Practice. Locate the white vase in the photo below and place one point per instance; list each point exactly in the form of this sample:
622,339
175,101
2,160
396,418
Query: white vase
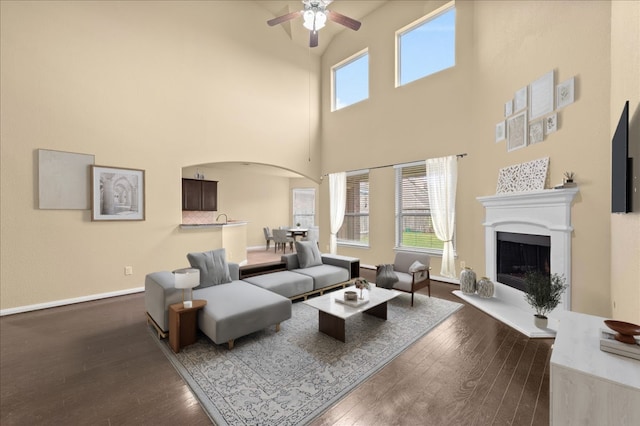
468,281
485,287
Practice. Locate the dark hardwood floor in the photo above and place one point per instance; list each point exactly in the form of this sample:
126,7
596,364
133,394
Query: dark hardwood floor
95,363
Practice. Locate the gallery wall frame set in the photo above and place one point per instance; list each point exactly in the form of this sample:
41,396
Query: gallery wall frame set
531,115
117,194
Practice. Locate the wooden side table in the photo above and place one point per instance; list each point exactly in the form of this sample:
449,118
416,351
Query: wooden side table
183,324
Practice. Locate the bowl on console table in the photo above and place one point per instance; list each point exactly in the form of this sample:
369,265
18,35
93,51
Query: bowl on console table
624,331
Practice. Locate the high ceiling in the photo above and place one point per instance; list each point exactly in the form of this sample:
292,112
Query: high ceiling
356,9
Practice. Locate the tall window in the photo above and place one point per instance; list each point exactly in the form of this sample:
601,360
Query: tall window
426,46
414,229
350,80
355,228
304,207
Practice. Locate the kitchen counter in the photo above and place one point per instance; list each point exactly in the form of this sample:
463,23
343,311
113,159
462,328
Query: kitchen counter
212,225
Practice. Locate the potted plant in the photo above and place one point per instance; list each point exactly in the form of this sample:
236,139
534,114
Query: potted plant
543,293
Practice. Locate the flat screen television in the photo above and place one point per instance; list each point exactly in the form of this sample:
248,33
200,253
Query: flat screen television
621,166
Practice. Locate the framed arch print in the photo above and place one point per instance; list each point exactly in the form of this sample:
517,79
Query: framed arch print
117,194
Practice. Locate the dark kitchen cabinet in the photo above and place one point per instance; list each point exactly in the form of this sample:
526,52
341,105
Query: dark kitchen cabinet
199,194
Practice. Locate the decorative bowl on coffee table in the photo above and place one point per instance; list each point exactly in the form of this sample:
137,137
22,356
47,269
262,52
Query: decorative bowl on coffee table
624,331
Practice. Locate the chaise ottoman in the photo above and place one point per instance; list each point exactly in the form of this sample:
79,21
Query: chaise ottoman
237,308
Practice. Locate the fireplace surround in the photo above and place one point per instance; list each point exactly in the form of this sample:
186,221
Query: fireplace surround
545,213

● **EXERCISE DIRECTIONS**
Take the data above and repeat it exactly, leaving each picture out.

● **THE OUTPUT**
Practice. Locate the white vase in the photo below and place one point per instance; list each point exactly in the form of this sample:
622,339
175,101
2,160
396,418
Query: white vase
468,281
485,287
Practice. Locate the dark hardwood floor in the photo above and place one point per instance; list each point exactly in the form of this sample:
126,7
596,364
133,394
Query: dark hardwood floor
95,363
Practice. Locate the gallery wall frame set in the photo above and place one point per instance; list each point exactly in the form of this sample:
41,396
Query: gallery wall frame set
531,115
117,194
Practice. Locate the wooden side table in the photo above and place one point per instance; list each point exactly in the form of this sample:
449,118
416,351
Query: wooden side table
183,324
Practice. Locate the bowl on console table in the photo above and place one point per instance; list each point exactly in the form of this sample:
369,265
18,35
93,51
Query: bowl on console table
624,331
Practice. Locate the high ceiling in the photo above and place one point per instance; list each point exactly in the form of this sample:
292,112
Query: high ceiling
356,9
Practice. Locate the tall window in the photo above and place one point per instance; list each point exactly in the form of this sample:
601,360
Query: tall window
426,46
414,229
350,80
355,228
304,207
Practice. Locate the kitchen counter in the photo above and place one point per instance; list each point exactly in the form of this sample:
463,23
343,311
113,159
462,328
Query: kitchen counter
212,225
Practice. Locate the potted plant in the photo above and place one point per instance; list each point exactly in the form of this sample:
236,139
534,114
Query: potted plant
543,293
Practice. Locate the flat screen television in the photo above and place one point per instance; list each point exactly in the form of this sample:
248,33
200,253
Query: flat screen television
621,166
Practice. Locate the framed arch print in the photo above and place one point per instance; list each point exactly in the form of this sample:
517,79
Query: framed arch print
117,194
Practice. Locate the dark kitchen cabinet in the photo above and place one point per instance; list each point exactly in the form of this sample:
526,52
341,105
Query: dark kitchen cabinet
199,194
Practice. Locate the decorative bowl on coffee table in the photo above and place one point per instance; list each point exactly in the form of this sample:
137,137
22,356
47,269
262,52
Query: decorative bowl on coffee table
624,331
Practice. Locate the chaise ottoman in the photo above and place one point per instance; list each point exactly in the form of this sample:
79,21
Query: chaise ottoman
237,308
Practice. Locate the fireplace surround in the photo above and place one point per instance; list each point exactly in the form of this sample:
186,221
Query: fireplace surround
545,213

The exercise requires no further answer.